▶ **DIRECTIONS**:
Transcribe the data exactly, stopping after the "the gable roof" line.

▶ **MATERIAL SUPPLIED**:
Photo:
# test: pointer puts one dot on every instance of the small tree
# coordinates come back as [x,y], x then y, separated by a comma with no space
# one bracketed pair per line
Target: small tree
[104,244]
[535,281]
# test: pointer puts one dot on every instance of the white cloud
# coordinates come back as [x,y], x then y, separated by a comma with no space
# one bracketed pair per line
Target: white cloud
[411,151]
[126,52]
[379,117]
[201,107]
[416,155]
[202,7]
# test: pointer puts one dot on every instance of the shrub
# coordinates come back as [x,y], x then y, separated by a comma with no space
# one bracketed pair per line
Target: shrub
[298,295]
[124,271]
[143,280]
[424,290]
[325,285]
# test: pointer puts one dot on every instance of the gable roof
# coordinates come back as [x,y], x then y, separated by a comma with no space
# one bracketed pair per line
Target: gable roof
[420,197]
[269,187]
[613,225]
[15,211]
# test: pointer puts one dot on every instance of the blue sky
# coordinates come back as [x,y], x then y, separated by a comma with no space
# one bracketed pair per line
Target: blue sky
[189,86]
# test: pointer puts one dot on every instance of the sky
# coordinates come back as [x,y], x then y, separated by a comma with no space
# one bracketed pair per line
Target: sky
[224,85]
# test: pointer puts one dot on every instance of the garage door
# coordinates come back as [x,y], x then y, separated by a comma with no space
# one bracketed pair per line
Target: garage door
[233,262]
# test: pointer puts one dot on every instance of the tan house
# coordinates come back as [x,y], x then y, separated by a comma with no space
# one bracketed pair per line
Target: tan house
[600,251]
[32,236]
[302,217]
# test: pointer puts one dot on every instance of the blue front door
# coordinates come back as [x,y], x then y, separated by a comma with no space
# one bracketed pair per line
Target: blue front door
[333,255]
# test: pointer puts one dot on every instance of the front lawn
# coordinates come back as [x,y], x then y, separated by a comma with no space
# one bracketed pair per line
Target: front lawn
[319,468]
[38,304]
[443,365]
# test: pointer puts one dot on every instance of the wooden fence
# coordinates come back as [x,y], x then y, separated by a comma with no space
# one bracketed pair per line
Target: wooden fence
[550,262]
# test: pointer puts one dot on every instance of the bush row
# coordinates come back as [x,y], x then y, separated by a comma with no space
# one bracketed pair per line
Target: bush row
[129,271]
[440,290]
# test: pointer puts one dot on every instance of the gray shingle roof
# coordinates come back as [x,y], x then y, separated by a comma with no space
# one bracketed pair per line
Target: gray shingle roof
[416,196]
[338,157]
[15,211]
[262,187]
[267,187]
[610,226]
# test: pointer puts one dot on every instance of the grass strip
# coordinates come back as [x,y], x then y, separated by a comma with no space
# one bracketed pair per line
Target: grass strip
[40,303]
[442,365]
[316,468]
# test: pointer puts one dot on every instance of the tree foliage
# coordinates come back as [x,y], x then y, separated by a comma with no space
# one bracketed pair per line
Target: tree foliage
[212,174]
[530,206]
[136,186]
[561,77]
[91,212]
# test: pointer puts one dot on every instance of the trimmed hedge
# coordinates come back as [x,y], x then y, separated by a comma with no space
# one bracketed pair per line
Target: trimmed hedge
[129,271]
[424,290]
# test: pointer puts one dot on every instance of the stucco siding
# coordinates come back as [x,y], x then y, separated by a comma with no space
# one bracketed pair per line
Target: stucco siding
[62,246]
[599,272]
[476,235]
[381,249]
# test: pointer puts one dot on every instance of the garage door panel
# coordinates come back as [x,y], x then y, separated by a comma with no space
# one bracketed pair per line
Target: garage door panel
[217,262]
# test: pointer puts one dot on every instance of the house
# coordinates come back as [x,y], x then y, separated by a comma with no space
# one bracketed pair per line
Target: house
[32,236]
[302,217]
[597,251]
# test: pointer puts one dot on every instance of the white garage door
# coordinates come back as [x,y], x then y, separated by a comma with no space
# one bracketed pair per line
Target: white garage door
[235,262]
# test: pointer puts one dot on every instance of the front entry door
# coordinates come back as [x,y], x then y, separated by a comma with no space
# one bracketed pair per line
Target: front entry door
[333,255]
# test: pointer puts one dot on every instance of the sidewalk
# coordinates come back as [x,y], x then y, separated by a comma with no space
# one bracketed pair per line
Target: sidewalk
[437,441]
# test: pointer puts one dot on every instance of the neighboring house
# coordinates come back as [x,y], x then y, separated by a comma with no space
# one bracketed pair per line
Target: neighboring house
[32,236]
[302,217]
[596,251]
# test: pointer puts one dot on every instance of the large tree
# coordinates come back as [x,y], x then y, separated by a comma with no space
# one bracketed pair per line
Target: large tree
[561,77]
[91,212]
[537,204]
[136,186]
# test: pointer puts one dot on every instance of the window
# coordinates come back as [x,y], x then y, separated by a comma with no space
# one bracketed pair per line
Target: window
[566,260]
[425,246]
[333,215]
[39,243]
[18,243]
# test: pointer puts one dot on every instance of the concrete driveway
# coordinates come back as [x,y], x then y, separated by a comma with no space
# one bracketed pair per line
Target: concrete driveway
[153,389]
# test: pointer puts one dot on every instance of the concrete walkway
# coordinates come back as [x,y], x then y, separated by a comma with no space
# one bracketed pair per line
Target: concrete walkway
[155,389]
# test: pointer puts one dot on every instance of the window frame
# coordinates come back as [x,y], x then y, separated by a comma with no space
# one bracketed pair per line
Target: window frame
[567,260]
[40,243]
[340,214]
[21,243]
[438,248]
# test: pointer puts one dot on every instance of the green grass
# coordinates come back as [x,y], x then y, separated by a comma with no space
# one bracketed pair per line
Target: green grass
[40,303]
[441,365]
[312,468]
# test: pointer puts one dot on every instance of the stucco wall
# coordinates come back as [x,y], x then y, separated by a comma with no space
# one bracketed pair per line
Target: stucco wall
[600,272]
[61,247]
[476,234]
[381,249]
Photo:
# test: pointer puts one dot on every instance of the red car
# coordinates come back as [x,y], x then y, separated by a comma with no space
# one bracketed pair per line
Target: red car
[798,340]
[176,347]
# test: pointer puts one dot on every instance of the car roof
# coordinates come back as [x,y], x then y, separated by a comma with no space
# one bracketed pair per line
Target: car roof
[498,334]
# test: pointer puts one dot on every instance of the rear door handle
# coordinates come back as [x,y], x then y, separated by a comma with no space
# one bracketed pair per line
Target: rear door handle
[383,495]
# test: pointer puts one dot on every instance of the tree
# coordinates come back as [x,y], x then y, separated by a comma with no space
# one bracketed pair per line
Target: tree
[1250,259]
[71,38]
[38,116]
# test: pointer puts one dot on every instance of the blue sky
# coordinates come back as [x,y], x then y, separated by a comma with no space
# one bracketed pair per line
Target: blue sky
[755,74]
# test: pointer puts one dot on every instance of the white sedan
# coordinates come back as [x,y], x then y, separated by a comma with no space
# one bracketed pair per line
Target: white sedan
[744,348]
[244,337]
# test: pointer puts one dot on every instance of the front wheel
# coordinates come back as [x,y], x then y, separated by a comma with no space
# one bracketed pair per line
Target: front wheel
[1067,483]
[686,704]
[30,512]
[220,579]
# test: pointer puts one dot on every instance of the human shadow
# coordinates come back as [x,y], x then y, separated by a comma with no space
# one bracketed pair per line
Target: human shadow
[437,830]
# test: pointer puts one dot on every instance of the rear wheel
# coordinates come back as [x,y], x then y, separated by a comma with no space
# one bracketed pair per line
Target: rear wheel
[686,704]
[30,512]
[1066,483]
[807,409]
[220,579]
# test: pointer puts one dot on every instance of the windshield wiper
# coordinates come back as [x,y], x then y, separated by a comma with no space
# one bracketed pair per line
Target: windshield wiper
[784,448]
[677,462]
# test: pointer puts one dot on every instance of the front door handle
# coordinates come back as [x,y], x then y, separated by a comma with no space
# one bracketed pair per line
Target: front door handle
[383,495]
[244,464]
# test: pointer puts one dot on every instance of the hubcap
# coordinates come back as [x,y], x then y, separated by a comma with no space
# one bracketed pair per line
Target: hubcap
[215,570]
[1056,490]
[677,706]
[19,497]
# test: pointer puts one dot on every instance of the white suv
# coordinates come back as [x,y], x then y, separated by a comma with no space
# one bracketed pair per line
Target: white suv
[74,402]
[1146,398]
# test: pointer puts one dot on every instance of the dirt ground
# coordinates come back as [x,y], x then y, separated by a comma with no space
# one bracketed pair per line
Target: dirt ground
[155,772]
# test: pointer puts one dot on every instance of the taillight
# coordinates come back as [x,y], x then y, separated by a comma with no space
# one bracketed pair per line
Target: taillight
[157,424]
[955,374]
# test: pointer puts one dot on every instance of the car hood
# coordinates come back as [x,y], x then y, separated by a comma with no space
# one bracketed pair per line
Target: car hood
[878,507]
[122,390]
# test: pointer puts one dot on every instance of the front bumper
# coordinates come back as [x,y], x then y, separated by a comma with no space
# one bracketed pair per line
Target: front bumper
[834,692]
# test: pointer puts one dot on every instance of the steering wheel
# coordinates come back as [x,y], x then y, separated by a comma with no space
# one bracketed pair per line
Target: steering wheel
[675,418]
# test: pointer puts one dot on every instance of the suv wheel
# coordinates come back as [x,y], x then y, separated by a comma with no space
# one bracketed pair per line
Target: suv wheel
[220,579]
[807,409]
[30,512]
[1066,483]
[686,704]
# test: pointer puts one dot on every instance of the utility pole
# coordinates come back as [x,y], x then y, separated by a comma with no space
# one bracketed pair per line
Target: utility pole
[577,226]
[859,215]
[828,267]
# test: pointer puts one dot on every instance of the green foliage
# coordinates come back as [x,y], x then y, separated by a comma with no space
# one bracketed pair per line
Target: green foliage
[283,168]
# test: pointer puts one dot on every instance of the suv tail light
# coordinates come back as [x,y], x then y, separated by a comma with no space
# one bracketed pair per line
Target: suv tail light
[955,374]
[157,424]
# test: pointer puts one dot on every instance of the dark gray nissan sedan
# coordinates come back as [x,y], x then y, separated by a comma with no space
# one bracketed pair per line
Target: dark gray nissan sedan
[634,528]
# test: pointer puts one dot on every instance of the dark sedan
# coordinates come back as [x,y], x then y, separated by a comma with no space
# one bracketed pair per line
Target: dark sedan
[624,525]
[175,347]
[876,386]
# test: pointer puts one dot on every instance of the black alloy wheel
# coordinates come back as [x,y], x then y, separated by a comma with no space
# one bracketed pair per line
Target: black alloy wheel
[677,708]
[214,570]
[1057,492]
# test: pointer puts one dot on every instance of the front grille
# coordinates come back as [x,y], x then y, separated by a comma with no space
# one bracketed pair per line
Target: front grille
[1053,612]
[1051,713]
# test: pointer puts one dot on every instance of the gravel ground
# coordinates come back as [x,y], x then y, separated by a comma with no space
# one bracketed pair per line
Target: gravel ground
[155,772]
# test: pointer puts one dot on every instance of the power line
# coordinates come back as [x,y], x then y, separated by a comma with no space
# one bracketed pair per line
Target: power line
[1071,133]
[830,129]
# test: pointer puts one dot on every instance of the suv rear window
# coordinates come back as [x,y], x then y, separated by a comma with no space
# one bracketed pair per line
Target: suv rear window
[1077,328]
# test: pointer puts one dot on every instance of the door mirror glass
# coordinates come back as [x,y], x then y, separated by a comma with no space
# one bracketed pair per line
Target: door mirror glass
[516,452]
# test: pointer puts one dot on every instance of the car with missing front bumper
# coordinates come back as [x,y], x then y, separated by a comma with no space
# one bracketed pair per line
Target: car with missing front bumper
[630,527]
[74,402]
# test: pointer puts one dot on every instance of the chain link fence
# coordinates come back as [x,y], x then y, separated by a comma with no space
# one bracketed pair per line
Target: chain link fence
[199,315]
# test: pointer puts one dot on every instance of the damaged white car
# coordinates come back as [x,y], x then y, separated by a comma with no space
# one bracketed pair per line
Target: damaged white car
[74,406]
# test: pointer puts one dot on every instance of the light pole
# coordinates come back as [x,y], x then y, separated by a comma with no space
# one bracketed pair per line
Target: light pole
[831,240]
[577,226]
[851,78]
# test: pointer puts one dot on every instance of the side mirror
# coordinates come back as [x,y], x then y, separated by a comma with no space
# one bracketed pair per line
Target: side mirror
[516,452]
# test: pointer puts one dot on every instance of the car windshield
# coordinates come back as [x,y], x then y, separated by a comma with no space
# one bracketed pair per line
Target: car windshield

▶ **ANSWER AREA**:
Photo:
# test: pointer puts one dot on every instance of the small tree
# coordinates come back as [x,y], x then y, separated by a comma with no space
# one bracketed pair per line
Target: small tree
[104,244]
[535,281]
# test: pointer puts one dot on every instance of the white cloud
# coordinates come back as [x,y], x then y, separated by a comma with no space
# one bracketed pair per line
Target: white cloud
[411,151]
[126,52]
[379,117]
[201,107]
[416,155]
[202,7]
# test: pointer puts one dot on every instance of the shrub
# coordinates come back as [x,y], x then y, separated by a comma with no space
# one bracketed pair per line
Target: shrub
[298,295]
[124,271]
[143,280]
[424,290]
[325,285]
# test: pointer puts one dot on every instance of the gable roof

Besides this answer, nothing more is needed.